> Region pointing data:
*** Begin section ***
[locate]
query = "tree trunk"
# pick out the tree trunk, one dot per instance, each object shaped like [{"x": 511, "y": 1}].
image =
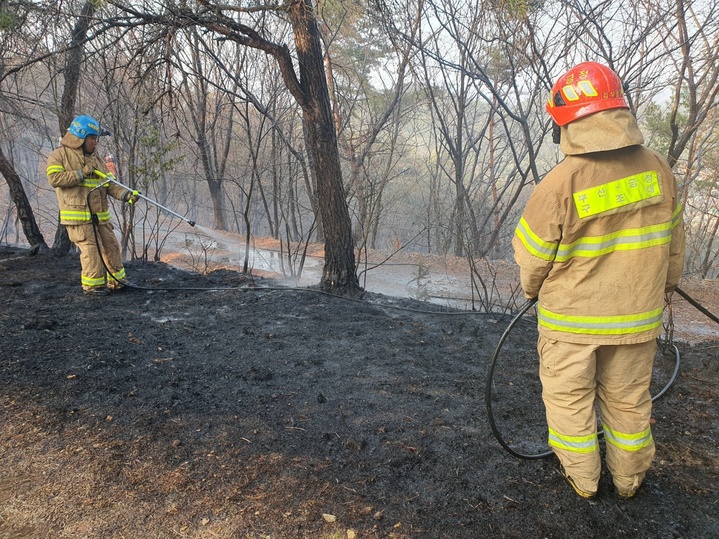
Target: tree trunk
*** End section ***
> Required work: What comes back should match the records exactly, minus any pictures.

> Output of the exercise:
[locate]
query = "tree trunk"
# pick out the tree trunk, one dot per instance, each object shaped like [{"x": 511, "y": 1}].
image =
Target: tree trunk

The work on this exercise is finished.